## Objective
Edit the material below so that every "Practice step" becomes "Exercise", and leave all other text unchanged.

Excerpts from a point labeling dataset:
....

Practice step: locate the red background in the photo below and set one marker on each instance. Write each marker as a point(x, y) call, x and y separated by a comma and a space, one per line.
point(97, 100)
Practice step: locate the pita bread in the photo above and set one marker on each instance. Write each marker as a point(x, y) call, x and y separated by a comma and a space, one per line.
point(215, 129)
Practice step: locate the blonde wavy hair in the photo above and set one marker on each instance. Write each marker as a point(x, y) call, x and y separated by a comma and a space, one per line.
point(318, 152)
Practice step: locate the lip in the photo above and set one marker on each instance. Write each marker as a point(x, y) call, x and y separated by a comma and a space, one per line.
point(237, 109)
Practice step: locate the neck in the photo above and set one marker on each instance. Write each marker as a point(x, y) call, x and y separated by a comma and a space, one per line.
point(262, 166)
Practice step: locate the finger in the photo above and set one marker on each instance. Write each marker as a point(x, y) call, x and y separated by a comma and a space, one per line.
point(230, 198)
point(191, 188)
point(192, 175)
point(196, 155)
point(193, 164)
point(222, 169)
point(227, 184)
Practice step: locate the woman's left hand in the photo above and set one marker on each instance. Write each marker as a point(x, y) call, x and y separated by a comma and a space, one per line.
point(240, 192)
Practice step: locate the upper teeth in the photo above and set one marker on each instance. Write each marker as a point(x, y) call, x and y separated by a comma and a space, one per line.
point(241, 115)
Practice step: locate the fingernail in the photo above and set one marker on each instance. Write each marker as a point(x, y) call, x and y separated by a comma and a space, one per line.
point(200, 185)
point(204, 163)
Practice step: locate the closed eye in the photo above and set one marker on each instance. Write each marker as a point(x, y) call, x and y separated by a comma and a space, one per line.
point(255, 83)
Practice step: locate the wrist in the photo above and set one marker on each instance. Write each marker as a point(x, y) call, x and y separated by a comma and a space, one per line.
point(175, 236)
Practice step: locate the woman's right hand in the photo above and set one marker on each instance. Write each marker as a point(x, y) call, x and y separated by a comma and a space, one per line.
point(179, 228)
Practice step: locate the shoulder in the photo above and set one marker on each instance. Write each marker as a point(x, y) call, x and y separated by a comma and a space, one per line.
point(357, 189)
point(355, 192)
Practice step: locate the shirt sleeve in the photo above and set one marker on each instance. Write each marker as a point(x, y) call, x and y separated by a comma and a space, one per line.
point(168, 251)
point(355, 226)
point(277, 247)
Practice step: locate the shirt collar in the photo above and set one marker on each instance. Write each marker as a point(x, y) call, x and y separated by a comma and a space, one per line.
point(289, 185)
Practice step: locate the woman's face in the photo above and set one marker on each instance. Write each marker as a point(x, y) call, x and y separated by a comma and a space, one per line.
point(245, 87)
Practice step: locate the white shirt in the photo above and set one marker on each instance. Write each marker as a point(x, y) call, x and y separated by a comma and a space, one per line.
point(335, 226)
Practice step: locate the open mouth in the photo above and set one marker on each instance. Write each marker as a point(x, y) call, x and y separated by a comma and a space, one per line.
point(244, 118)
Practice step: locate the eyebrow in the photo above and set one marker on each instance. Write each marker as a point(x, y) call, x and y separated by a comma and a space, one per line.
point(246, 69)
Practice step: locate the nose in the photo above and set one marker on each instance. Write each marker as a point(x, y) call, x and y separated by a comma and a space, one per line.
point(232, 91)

....

## Result below
Exercise: locate the red background in the photo below and set one marker on each instance. Write each marker as a point(x, y) call, x and y separated by a comma and a space, one per line.
point(97, 100)
Exercise: locate the pita bread in the photo above and set one marker on each instance. Write each marker as a point(x, y) call, x and y separated by a comma and a space, one per line.
point(215, 129)
Exercise: locate the blonde wavy hair in the photo above and set one marker on each instance. Write each marker as a point(x, y) call, x and y separated by a comma and a space, one per line.
point(318, 152)
Exercise: locate the lip in the photo above and set one marker on each instance. Write each marker as a point(x, y) call, x and y separated by a comma and a space, one per line.
point(237, 109)
Exercise: locate the neck in the photo above and set one marker on each instance. Write each marker as a point(x, y) call, x and y separated by a comma and a space, one per line.
point(262, 166)
Exercise: locate the finger in the photo above and set one marker on each instance. Write each marker as a point(x, y) call, x and y separated by a comma and a space, one per line.
point(230, 198)
point(191, 188)
point(192, 175)
point(196, 155)
point(193, 164)
point(222, 169)
point(227, 184)
Exercise: locate the woman's left hand in the photo above and set one marker on each instance. Write each marker as a point(x, y) call, x and y separated by a comma and a space, one per line.
point(240, 192)
Exercise: locate the upper teeth in the photo above and set one marker on each instance. Write each marker as a point(x, y) call, x and y separated by a comma and a space, one per line.
point(241, 115)
Exercise: locate the fingernail in the photo above and set one marker on each instance. Write each marker as a point(x, y) call, x and y separated by a comma and a space, one per line.
point(200, 185)
point(204, 163)
Exercise: locate the closed eye in the photo above and set one marker on each instance. Write each marker as a point(x, y) call, x and y separated by a comma and a space, one per line.
point(255, 83)
Exercise: locate the wrist in the photo above and set one marker on each instance. Write each marker as a point(x, y) call, x and y separated by a comma and a space, one per line.
point(175, 236)
Exercise: locate the woman's right hand in the photo above and set one marker on each instance. Write each marker as a point(x, y) call, x and y separated by a comma and a space, one per line.
point(179, 228)
Exercise: locate the shoulder in the photo above and set one marker on each instance. Write each marker as a point(x, y) call, x and y separated by a comma and a space, one per line.
point(357, 189)
point(355, 192)
Exercise: locate the shirt sleeve in the photo above and set one marker on each instance. Write each marker as a point(x, y) call, x and y separated by a comma and a space, one per line.
point(168, 251)
point(355, 226)
point(277, 247)
Exercise: locate the shirt collar in the photo above and set one marker on each instance. Write each marker as a point(x, y) call, x and y separated by a comma and a space, one per line.
point(289, 185)
Exercise: locate the woman's face in the photo above and set one marker on each instance. Write each marker as a point(x, y) call, x and y separated by a comma and a space, one per line.
point(245, 87)
Exercise: locate the white shirt in the photo above and set one marker on each instance. Write each marker as a point(x, y) call, x and y separated by a comma and a space, one per line.
point(335, 226)
Exercise: locate the open mouth in the photo above and set one marker on each instance. Write each marker as a point(x, y) call, x and y separated by a comma and a space, one per line.
point(244, 118)
Exercise: locate the eyebrow in the photo above and set one marker on each instance. Write each marker as a point(x, y) call, x and y separated by a comma and a space, one per line.
point(246, 69)
Exercise: locate the nose in the photo above and set one marker on each instance. Write each marker as a point(x, y) call, x and y separated by a comma and a space, one per line.
point(232, 91)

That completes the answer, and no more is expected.